▶ **Task details**
In the data between the lines holding "of the illuminated" and "[[11, 219]]", inclusive, substitute "storefront window" for "shop window". Reproduce only those lines and leave everything else in them unchanged.

** Start Provided data **

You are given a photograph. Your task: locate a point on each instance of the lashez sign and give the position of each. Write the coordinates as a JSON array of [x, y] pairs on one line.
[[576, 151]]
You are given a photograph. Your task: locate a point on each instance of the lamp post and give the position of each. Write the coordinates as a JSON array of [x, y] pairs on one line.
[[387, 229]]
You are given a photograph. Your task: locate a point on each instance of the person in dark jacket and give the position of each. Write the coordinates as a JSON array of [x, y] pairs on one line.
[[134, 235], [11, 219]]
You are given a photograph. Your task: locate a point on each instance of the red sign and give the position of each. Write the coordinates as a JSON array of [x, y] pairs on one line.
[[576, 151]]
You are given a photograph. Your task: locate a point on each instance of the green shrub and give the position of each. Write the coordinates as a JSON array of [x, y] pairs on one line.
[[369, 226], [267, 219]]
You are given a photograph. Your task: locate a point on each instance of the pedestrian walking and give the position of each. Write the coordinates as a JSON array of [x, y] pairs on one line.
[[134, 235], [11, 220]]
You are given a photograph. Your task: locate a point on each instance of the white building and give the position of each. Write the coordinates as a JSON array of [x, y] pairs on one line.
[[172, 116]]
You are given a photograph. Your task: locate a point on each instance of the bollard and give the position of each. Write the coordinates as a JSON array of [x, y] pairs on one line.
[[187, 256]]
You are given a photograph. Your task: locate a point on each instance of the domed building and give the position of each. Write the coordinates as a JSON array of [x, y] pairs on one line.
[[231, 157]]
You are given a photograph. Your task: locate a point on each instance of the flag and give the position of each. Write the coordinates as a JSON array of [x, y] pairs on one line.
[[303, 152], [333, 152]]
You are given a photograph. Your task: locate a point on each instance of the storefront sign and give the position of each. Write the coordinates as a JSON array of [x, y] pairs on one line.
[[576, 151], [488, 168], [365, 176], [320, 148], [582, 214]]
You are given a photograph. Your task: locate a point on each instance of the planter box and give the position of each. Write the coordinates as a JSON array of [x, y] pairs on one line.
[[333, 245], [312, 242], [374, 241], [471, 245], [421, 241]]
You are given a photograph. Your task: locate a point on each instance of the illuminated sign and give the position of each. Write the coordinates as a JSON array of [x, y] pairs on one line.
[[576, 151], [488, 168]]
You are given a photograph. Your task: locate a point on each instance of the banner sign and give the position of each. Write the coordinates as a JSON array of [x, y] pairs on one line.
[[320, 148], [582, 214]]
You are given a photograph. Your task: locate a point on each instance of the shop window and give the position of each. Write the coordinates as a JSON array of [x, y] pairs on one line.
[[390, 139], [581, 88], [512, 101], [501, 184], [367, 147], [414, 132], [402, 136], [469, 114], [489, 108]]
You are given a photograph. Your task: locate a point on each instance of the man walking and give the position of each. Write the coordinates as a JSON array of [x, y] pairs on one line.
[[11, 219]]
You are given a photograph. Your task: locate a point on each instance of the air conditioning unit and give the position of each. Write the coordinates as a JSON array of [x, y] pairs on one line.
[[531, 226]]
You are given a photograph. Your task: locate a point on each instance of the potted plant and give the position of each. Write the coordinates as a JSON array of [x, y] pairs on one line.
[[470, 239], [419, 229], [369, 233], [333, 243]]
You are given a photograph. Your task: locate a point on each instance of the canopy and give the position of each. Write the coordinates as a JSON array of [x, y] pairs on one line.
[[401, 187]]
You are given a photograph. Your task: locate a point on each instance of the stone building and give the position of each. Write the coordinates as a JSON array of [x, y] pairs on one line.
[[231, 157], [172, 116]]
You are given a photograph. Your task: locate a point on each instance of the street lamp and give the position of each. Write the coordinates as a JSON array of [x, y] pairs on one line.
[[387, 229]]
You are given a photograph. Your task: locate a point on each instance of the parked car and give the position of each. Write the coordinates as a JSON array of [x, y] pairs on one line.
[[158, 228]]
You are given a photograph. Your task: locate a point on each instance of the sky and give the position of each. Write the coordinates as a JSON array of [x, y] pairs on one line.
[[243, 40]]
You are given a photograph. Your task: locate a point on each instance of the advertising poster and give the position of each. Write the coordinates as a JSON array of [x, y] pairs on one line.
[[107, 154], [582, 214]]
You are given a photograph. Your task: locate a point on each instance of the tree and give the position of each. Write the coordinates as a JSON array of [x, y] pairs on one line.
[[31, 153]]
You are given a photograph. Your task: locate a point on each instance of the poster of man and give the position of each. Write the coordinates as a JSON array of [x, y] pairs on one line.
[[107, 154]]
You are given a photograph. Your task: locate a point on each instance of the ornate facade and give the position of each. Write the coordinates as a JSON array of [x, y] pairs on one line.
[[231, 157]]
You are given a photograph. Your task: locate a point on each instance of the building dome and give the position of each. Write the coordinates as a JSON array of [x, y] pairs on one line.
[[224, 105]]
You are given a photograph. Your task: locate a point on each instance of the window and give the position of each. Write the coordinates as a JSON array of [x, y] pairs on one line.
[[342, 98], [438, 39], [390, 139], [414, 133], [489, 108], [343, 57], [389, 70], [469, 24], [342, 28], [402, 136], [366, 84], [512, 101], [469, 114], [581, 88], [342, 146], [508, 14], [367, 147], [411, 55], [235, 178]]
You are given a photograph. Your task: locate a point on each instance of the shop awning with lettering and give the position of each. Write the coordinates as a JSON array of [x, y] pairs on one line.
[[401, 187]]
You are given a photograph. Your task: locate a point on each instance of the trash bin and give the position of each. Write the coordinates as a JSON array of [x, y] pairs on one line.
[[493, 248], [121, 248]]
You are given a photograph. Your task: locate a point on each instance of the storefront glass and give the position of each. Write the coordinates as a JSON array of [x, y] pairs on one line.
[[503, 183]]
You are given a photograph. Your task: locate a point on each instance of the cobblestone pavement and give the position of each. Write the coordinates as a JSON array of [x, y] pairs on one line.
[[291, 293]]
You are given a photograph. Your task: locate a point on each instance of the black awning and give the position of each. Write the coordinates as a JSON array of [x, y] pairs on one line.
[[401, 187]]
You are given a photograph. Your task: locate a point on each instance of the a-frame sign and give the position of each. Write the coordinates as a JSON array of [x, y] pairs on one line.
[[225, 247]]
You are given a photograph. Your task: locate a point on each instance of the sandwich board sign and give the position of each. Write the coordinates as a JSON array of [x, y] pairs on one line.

** End Provided data **
** Start Provided data **

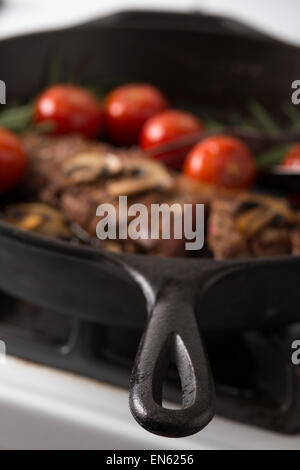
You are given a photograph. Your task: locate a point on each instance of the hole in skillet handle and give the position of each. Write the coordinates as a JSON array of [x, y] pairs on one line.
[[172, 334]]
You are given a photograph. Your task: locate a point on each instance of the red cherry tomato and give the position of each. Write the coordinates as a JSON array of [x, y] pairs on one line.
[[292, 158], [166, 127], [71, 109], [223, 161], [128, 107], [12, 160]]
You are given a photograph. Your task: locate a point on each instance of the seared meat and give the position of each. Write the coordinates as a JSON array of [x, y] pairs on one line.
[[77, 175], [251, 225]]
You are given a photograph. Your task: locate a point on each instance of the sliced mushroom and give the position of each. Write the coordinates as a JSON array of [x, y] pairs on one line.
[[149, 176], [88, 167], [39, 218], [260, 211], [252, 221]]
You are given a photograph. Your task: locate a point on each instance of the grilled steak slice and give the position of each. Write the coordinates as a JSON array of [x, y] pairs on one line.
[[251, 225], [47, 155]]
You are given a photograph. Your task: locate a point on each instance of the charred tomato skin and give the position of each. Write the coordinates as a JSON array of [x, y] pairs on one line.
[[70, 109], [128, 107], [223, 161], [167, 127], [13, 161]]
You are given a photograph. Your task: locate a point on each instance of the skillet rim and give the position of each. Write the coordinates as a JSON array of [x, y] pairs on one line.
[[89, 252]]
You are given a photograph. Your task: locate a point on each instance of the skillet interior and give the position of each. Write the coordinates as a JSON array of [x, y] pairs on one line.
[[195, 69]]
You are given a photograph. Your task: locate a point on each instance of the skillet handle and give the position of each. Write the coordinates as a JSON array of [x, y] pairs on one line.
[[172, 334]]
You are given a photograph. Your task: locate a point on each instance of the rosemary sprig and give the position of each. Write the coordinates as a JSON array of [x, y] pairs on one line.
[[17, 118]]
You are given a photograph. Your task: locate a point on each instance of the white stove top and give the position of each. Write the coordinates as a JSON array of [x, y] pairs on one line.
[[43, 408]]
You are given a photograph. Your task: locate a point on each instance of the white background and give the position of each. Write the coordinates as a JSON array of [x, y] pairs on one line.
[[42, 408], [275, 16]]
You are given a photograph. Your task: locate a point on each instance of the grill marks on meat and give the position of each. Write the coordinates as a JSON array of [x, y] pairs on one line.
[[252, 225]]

** End Provided data **
** Start Provided data **

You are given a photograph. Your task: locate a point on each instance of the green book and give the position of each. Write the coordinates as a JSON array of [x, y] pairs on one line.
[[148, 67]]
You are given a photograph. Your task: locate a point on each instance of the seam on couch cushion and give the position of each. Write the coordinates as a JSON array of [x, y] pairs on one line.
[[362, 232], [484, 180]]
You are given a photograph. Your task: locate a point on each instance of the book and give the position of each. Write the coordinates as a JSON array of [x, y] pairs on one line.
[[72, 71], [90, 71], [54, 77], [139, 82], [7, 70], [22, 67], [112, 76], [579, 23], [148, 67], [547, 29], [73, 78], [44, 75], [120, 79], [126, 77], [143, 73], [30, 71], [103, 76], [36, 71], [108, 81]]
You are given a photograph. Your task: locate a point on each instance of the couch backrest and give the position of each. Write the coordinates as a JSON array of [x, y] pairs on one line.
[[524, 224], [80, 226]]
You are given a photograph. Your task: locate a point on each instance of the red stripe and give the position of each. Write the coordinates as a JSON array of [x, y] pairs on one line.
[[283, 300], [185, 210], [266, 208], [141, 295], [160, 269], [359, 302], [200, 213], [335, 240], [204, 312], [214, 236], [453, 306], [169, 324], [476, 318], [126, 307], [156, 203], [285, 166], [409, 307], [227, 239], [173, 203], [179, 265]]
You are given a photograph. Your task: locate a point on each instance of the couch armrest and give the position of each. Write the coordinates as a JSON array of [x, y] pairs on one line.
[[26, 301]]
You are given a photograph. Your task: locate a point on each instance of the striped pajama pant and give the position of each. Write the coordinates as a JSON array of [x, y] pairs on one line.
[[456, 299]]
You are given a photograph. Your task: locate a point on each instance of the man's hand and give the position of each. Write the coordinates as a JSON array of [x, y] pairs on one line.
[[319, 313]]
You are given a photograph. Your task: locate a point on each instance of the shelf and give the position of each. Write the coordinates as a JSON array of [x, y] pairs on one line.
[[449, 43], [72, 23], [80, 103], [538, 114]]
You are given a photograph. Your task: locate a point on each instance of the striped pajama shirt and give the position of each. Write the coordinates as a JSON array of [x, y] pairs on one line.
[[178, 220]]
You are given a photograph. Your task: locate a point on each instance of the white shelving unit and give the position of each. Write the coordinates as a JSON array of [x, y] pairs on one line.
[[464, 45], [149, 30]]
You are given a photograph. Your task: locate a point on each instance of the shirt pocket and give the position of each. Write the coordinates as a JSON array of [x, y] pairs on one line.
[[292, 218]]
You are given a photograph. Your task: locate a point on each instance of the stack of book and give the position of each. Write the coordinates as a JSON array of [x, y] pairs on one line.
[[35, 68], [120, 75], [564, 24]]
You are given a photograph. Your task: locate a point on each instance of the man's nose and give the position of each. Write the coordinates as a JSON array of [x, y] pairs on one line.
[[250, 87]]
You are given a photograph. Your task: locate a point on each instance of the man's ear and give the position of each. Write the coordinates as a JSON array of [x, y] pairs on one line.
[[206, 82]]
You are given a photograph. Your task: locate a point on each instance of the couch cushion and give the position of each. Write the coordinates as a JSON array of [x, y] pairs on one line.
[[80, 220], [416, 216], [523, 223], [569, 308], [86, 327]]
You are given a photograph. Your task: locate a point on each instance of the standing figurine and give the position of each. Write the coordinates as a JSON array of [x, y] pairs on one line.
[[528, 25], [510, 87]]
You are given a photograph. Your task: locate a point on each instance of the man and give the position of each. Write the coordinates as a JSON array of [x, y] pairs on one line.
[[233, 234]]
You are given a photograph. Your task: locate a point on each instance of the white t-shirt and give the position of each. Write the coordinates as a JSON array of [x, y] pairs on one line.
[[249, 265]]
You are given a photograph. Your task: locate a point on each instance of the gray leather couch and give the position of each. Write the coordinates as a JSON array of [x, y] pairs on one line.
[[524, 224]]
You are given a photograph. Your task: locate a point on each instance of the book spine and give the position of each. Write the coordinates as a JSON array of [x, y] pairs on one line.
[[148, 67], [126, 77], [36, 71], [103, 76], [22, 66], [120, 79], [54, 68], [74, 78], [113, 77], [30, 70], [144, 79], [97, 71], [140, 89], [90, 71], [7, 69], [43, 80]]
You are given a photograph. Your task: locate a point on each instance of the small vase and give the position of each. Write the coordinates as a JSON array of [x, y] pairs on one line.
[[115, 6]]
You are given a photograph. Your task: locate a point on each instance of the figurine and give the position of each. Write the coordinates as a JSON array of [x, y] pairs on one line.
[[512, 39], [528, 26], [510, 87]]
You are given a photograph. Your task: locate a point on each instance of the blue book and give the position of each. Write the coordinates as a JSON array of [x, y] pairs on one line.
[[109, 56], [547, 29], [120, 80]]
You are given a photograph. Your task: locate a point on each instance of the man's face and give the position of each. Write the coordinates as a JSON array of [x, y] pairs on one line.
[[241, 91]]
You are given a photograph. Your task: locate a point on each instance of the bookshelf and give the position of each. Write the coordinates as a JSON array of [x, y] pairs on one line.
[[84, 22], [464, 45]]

** End Provided data **

▶ **Written response**
You are given a photograph. Your task: locate a point on each instance of the illuminated sign and give the position of each. Write the coordinates as a JSON array of [x, y] pairs on one line.
[[576, 151], [488, 168]]
You are given a photograph. Your task: locate a point on each instance of the banner sign and give the position of each. Write the coordinates as a JSON array of [x, y] pairs on one line.
[[320, 148], [582, 214]]
You are given a photograph. Your task: locate a point on each instance of the storefront window and give the position of each. Write the coordinates as a JSON array of [x, y] pairs on one line.
[[390, 139], [581, 88], [512, 101], [501, 184], [367, 147], [414, 132], [402, 136], [469, 114], [489, 108]]
You are given a photograph. Your task: locate a point on each instance of the man walking and give the position of each. Write the coordinates as a JSON array of [x, y] pairs on one line.
[[11, 219]]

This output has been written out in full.